AIM
Write out every line of the records below word for word, omitting the pictures.

____

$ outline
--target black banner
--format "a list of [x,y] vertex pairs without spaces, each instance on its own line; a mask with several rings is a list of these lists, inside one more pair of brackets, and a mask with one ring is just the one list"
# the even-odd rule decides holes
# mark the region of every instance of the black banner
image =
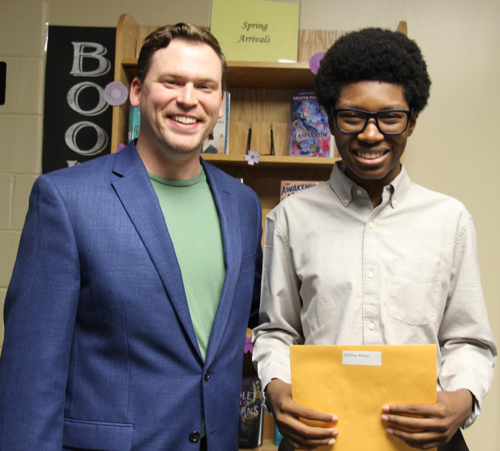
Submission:
[[111,151],[116,28],[48,27],[42,173]]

____

ANSWER TO THIS EXERCISE
$ outline
--target black banner
--format "a list of [x,y] vertex pairs without spaces, each instance on its own line; a mask with several rings is a list of these lists, inside one more pair of brackets, and a mask with one ring is just the one list"
# the even-odd rule decides holes
# mark the region of every instance of the black banner
image =
Submission:
[[111,151],[116,28],[48,27],[42,173]]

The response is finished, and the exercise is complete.